+++ Given data +++
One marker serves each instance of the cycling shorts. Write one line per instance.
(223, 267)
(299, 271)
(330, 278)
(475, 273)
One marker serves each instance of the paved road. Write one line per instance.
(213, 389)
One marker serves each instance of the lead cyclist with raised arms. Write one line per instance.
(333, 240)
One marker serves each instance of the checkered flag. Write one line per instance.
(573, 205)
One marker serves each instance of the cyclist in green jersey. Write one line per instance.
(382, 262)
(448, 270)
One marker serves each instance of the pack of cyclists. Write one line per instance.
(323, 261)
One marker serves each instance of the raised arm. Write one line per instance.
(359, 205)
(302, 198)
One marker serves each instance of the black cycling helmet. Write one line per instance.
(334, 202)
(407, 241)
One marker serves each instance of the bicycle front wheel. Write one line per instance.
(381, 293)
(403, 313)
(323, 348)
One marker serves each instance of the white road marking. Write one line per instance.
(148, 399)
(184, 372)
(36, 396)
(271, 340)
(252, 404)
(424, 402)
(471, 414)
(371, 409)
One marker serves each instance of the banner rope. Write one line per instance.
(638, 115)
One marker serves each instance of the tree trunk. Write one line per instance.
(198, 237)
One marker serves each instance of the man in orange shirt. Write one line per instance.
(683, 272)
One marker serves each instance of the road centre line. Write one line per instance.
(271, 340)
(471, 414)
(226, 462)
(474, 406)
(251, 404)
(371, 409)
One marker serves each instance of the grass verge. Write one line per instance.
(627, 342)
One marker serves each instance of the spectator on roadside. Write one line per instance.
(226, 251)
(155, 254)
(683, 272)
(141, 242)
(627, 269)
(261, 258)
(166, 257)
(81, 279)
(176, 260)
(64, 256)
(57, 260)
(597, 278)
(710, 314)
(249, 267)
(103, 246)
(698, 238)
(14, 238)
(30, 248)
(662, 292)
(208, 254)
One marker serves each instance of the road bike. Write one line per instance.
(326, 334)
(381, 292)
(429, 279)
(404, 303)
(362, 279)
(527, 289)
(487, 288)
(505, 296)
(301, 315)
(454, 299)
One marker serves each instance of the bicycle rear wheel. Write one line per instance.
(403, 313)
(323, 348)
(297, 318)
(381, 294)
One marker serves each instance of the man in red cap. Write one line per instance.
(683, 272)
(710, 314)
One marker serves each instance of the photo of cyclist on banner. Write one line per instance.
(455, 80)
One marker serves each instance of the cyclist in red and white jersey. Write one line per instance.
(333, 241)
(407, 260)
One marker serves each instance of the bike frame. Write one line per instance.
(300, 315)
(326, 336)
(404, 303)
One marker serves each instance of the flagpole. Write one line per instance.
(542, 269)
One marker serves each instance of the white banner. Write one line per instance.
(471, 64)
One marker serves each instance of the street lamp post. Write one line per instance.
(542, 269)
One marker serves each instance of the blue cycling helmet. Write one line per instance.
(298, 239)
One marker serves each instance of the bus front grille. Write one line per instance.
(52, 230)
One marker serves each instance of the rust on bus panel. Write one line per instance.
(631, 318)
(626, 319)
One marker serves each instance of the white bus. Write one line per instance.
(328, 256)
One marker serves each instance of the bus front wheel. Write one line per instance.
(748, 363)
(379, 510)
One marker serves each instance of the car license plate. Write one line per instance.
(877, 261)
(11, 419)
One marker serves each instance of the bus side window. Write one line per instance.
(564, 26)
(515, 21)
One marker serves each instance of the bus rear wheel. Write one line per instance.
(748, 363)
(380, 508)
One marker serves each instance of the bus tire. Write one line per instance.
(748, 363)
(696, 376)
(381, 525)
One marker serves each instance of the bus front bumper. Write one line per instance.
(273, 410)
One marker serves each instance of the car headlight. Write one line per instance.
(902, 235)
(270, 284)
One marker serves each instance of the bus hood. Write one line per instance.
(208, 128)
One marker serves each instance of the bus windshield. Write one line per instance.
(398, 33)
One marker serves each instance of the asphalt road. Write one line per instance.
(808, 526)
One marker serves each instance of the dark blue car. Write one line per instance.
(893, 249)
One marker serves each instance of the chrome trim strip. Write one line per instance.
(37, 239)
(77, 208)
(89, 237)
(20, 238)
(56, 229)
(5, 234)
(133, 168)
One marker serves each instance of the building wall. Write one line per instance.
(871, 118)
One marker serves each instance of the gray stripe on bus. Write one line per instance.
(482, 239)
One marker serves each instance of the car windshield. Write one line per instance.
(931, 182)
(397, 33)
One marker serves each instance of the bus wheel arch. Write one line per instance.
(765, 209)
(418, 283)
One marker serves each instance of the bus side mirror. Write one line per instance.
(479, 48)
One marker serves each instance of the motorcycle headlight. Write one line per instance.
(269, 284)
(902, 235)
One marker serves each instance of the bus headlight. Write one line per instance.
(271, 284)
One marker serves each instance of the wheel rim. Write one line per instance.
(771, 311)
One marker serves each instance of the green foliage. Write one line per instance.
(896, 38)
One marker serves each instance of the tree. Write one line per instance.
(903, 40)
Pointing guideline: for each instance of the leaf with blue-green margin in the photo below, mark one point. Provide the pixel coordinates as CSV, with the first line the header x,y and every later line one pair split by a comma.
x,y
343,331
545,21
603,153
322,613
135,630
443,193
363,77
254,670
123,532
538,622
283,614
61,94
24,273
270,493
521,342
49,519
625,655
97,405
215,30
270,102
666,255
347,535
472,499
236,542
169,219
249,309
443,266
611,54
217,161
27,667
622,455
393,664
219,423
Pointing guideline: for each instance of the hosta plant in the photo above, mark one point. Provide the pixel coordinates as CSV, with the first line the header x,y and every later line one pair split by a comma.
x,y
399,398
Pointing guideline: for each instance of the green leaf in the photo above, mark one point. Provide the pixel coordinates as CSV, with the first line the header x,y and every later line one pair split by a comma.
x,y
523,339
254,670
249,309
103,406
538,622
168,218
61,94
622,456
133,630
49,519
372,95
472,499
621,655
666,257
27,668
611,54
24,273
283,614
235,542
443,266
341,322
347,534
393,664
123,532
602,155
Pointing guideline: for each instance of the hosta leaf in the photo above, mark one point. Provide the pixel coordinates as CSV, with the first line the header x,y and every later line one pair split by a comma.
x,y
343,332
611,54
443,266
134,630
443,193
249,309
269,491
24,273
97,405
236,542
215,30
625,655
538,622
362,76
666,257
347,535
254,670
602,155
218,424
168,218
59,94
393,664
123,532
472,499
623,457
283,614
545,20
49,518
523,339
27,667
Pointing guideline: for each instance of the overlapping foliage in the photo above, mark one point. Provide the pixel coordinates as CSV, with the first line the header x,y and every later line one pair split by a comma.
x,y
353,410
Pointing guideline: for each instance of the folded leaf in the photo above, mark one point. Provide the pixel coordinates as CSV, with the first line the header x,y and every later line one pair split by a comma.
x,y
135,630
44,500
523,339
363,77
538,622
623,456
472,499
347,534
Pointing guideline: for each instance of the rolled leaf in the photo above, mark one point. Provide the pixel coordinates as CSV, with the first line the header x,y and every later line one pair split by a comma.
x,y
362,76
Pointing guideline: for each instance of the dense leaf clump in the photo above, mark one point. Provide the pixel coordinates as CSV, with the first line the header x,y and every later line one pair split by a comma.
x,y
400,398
+++
Required action:
Print the material exactly as written, omitting nothing.

Response box:
One marker serves each instance of the cycling shorts. Write one line per instance.
(223, 267)
(299, 271)
(330, 278)
(475, 273)
One marker serves each instance of the paved road. Write one line per instance.
(213, 389)
One marker serves each instance of the lead cyclist with raised arms. Write one line per instance.
(333, 240)
One marker serves each instance of the checkered flag. Write one line per instance.
(573, 205)
One marker serves each instance of the cyclist in green jersey. Write one line per instance.
(382, 262)
(448, 270)
One marker serves each instance of the pack of cyclists. Write one line per instance.
(323, 261)
One marker serves each instance of the raised arm. Write one line per instance.
(359, 205)
(302, 198)
One marker serves each instance of the black cycling helmet. Write one line per instance.
(334, 202)
(407, 241)
One marker serves each instance of the bicycle front wheel. Write one line per instance.
(381, 293)
(403, 313)
(323, 348)
One marker serves each instance of the white road marking. Write one line per instance.
(148, 399)
(184, 372)
(36, 396)
(271, 340)
(252, 404)
(424, 402)
(471, 414)
(371, 409)
One marker serves each instance of the banner rope. Write one line per instance.
(638, 115)
One marker serves each instance of the tree trunk. Write one line per instance.
(198, 237)
One marker serves each instance of the man in orange shirt. Write one line per instance.
(683, 272)
One marker serves each instance of the road centre line. Write one line per instance.
(271, 340)
(471, 414)
(226, 462)
(474, 406)
(251, 404)
(371, 409)
One marker serves each instance of the grass verge. Write one line per instance.
(627, 342)
One marker serves each instance of the spectator on roadside. Write one line per instance.
(226, 251)
(155, 254)
(683, 272)
(141, 242)
(627, 269)
(261, 258)
(166, 257)
(81, 279)
(176, 260)
(64, 256)
(57, 260)
(597, 278)
(710, 314)
(249, 267)
(103, 246)
(698, 238)
(14, 238)
(30, 248)
(662, 292)
(208, 254)
One marker serves each instance of the road bike. Write one line per instance.
(326, 334)
(381, 292)
(429, 279)
(404, 303)
(362, 279)
(527, 289)
(487, 288)
(505, 296)
(301, 315)
(454, 299)
One marker serves each instance of the bicycle rear wheel. Write one line per instance.
(403, 313)
(323, 348)
(297, 318)
(381, 294)
One marker serves each instance of the man in red cap. Write one line per instance.
(683, 272)
(710, 314)
One marker serves each instance of the photo of cyclist on banner. Write one line per instance.
(455, 80)
One marker serves each instance of the cyclist in red and white jersey. Write one line per instance.
(333, 241)
(407, 260)
One marker serves each instance of the bike frame. Write one line per instance.
(300, 315)
(326, 336)
(404, 303)
One marker serves each instance of the flagpole. Write one line per instance.
(542, 269)
One marker serves each instance of the white banner. Write one line per instance.
(471, 64)
One marker serves each instance of the street lamp post. Write one line per instance.
(542, 269)
One marker serves each instance of the blue cycling helmet. Write one line per instance.
(298, 239)
One marker serves each instance of the bus front grille. Write one line per instance.
(52, 230)
One marker serves each instance of the rust on bus panel. Write one line per instance.
(631, 318)
(626, 319)
One marker serves each instance of the white bus. Write one line per instance.
(328, 256)
One marker serves each instance of the bus front wheel. Write one line per instance.
(748, 363)
(379, 510)
One marker serves each instance of the car license plate. Write one line per instance.
(877, 261)
(11, 419)
One marker serves each instance of the bus side window. Write one line per instance.
(564, 26)
(515, 21)
One marker serves each instance of the bus rear wheel. Write one line per instance.
(748, 363)
(380, 508)
One marker serves each instance of the bus tire. Write one line per instance.
(748, 363)
(696, 376)
(381, 525)
One marker serves each instance of the bus front bumper. Write one line per instance.
(273, 410)
One marker serves each instance of the car headlight. Write one line per instance.
(902, 235)
(270, 284)
One marker serves each instance of the bus hood. Write one line per instance.
(208, 128)
One marker serves each instance of the bus windshield. Write one line per instance.
(398, 33)
One marker serves each instance of the asphalt road. Write one line per instance.
(808, 526)
One marker serves each instance of the dark blue car. Write one line per instance.
(893, 249)
One marker serves each instance of the chrome trim strip. Write one line per instance.
(37, 239)
(77, 208)
(89, 237)
(20, 238)
(56, 229)
(5, 234)
(133, 168)
One marker serves each instance of the building wall. Write one line per instance.
(871, 118)
One marker serves each instance of the gray stripe on bus. Write one line per instance.
(482, 239)
One marker serves each instance of the car windshield. Write one line per instance.
(931, 182)
(397, 33)
One marker serves each instance of the bus wheel arch. Write one line per instance.
(765, 209)
(418, 283)
One marker serves each instance of the bus side mirror. Write one line per instance.
(479, 48)
One marker serves each instance of the motorcycle headlight. Write one line per instance.
(269, 284)
(902, 235)
One marker serves each instance of the bus headlight. Write one line per instance.
(271, 284)
One marker serves each instance of the wheel rim. Write one line per instance.
(771, 311)
One marker serves each instance of the green foliage. Write one line per instance.
(896, 38)
One marker serves each instance of the tree. Write one line per instance.
(903, 40)
Pointing guideline: for each instance of the leaf with blue-green margin in the photo below, mark one point. Provide the pixel coordinates as CSV, with the first line the header x,y and every later line one pair split by a comma.
x,y
343,331
545,21
603,153
322,613
135,630
443,193
363,77
254,670
123,532
538,622
283,614
61,94
24,273
270,493
521,342
49,519
625,655
97,405
215,30
270,102
666,255
347,535
472,499
236,542
169,219
249,309
443,266
611,54
217,161
27,667
622,455
393,664
219,423
Pointing guideline: for each instance of the hosta plant in the photo above, mark one point. Provide the pixel coordinates as CSV, with the first line the header x,y and every later line one pair split by a comma.
x,y
399,398
Pointing guideline: for each instance of the green leaf in the photo above, mark one point. Provide the pixel coordinates as CSV, with the first line the header x,y and every later line one pair split by a comma.
x,y
523,339
254,670
249,309
103,406
538,622
168,218
61,94
622,456
133,630
49,519
372,95
472,499
621,655
666,257
27,668
611,54
24,273
283,614
235,542
443,266
341,322
347,534
393,664
123,532
602,155
Pointing guideline: for each instance of the hosta leaf in the photo above, mark one point. Provide the pixel coordinates as CSV, with the first line the header x,y and every later line one pair split by a comma.
x,y
343,332
611,54
443,266
134,630
443,193
249,309
269,491
24,273
97,405
236,542
215,30
625,655
538,622
362,76
666,257
347,535
254,670
602,155
218,424
168,218
59,94
393,664
123,532
472,499
623,457
283,614
545,20
49,518
523,339
27,667
Pointing guideline: for each instance of the overlapping foliage in the photo above, mark one point. Provide the pixel coordinates as CSV, with the first line the header x,y and every later line one pair split by a comma.
x,y
353,410
Pointing guideline: for each instance of the folded leaf in the photo above, mark one point. Provide the pixel coordinates as CSV, with the first line the header x,y and every later line one pair split by a comma.
x,y
135,630
44,500
523,339
363,77
538,622
623,456
472,499
347,534
Pointing guideline: for each instance of the rolled leaf in the photo above, mark one point. Provide the pixel coordinates as CSV, with the first line the header x,y and every later line one pair split by a comma.
x,y
362,76
Pointing guideline: for each instance of the dense leaf clump in the photo above, mark one point. Provide the pixel coordinates as CSV, with the first line the header x,y and every later line one pair split by a comma.
x,y
400,398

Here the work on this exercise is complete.